What do you think? Should DIYbio be regulated like stem cell clinics?
Why does this matter?
The ISSCR says commercial kits and genetic engineering equipment should carry a warning that they are not approved for self-administration. Echoing a 2019 California law that required warning labels on biohacker kits sold in that state, the ISSCR task force believes that through these labels, regulators can sound a note of caution to consumers.
The ISSCR allege that biohackers and gene therapy clinics promote their kits "with little acknowledgement of the risks posed by their use,” which is certainly true in the case of clinics and anyone selling these stem cell products on Amazon. In these cases, a warning label that says “buyer beware” would be beneficial.
However, the instances of genetic self-experimentation in the DIY community number less than a dozen, and have been performed by fewer people than I can count on my hands. Whereas there are at least 30 kits meant for educational purposes on the market, some coming out of this same Community Bio movement… Do they need warning labels too?
For those who are determined to treat themselves with these kits regardless of the intended use, what would a label accomplish?

## RECORDS SUPPLIED
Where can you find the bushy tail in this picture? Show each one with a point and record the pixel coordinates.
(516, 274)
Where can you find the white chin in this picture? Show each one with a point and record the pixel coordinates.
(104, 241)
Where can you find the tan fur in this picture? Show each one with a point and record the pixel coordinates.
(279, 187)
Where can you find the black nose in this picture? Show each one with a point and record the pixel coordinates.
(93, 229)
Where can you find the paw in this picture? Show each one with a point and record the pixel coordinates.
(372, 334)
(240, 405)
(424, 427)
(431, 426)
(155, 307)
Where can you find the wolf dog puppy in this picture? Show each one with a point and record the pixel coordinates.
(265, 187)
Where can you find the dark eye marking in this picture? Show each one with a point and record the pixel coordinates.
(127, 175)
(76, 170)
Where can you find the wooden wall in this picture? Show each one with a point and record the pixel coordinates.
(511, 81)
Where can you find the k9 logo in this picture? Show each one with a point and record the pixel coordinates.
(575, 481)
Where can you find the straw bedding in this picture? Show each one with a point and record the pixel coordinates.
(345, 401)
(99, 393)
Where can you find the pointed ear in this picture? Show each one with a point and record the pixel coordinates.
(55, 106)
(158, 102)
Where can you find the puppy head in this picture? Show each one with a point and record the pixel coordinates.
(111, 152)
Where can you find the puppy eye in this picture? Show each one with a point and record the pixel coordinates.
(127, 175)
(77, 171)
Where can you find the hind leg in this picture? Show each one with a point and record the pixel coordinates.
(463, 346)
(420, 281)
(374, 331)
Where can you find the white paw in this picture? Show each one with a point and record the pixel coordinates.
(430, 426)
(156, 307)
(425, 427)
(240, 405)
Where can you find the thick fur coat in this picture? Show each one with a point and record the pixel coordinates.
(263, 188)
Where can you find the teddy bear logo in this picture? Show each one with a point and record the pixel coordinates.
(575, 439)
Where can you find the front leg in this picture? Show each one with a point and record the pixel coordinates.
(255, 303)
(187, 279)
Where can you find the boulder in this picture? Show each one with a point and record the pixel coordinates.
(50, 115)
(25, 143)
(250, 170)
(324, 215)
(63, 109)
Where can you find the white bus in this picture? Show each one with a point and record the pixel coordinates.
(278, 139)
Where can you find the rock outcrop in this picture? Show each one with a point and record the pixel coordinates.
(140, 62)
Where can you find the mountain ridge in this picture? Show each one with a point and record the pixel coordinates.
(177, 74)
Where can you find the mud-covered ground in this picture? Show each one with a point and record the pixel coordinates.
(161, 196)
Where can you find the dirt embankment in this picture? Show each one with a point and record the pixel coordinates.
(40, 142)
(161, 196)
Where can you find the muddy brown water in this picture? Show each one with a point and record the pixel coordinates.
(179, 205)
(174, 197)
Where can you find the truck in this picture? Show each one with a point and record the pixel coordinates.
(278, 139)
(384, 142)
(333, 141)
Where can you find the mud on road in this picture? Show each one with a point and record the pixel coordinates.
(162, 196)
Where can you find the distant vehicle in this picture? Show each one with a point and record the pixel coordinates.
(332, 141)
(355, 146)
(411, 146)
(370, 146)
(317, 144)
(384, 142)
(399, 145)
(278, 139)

## WHAT YOU WILL DO
**a)** Answer each question from the text on DIYbio regulation, one answer per line.
(i) Which state passed a 2019 law requiring warning labels on biohacker kits sold there?
(ii) How many kits meant for educational purposes are on the market?
(iii) How many instances of genetic self-experimentation in the DIY community are there?
**b)** From the text on DIYbio regulation, copy word for word the passage that opens with the words containing "However, the instances" and closes with "a label accomplish?".

## OUTPUTS IN ORDER
**a)**
(i) California
(ii) At least 30
(iii) Fewer than a dozen

**b)**
However, the instances of genetic self-experimentation in the DIY community number less than a dozen, and have been performed by fewer people than I can count on my hands. Whereas there are at least 30 kits meant for educational purposes on the market, some coming out of this same Community Bio movement… Do they need warning labels too?
For those who are determined to treat themselves with these kits regardless of the intended use, what would a label accomplish?